- Dodhara Chandani Location in Nepal
- Coordinates (Dodhara-Chandani): 28°54′3″N 80°5′13″E﻿ / ﻿28.90083°N 80.08694°E
- Country: Nepal
- Province: Sudurpashchim Province
- District: Kanchanpur
- Established: 18 May 2014

Government
- • Mayor: Kishore Limbu (CPN (UML))
- • Deputy Mayor: Mrs. Ganga Devi Joshi (Nepali Congress)

Area
- • Total: 56.84 km^{2} (21.95 sq mi)

Population (2011)
- • Total: 39,253
- • Density: 690.6/km^{2} (1,789/sq mi)
- 2011 Nepal census
- Time zone: UTC+5:45 (Nepal Time)
- Area code: +977-99
- Website: mahakalimunkanchanpur.gov.np

= Mahakali, Kanchanpur =

Mahakali municipality is now Dodhara Chandani Municipality Again

Mahakali (माहाकाली), formerly Dodhara-Chandani, is a municipality in the Kanchanpur District of Sudurpashchim Province, in Nepal.

== Geography ==
It is located in the Kanchanpur District of Sudurpashchim Province.

== Governance ==
The municipality was formed by merging the villages of Dodhara and Chandani, on 18 May 2014.

> [DATASET EXCERPT]
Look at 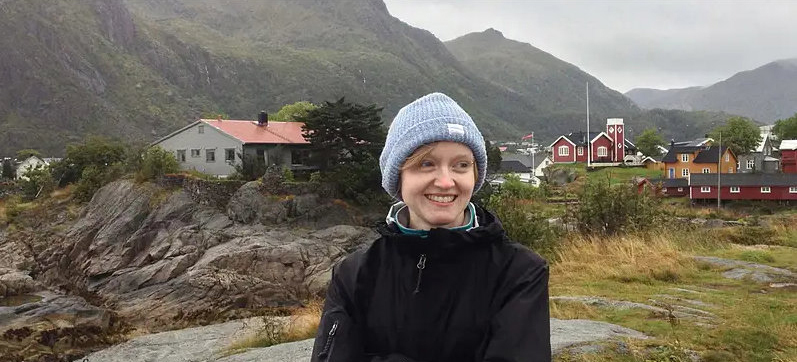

> [TASKS TO PERFORM]
A: From the Mahakali article, extract the passage from "- • Total: 39,253" to "Province, in Nepal.".
B: Answer these questions using the Mahakali article:
(i) Which two villages merged to form the municipality?
(ii) What total area does it give for the municipality?
(iii) Which party does the mayor belong to?
The listing above plays no part in this work.

> [SOLUTIONS IN ORDER]
A:
- • Total: 39,253
- • Density: 690.6/km^{2} (1,789/sq mi)
- 2011 Nepal census
- Time zone: UTC+5:45 (Nepal Time)
- Area code: +977-99
- Website: mahakalimunkanchanpur.gov.np

= Mahakali, Kanchanpur =

Mahakali municipality is now Dodhara Chandani Municipality Again

Mahakali (माहाकाली), formerly Dodhara-Chandani, is a municipality in the Kanchanpur District of Sudurpashchim Province, in Nepal.

B:
(i) Dodhara and Chandani
(ii) 56.84 km² (21.95 sq mi)
(iii) CPN (UML)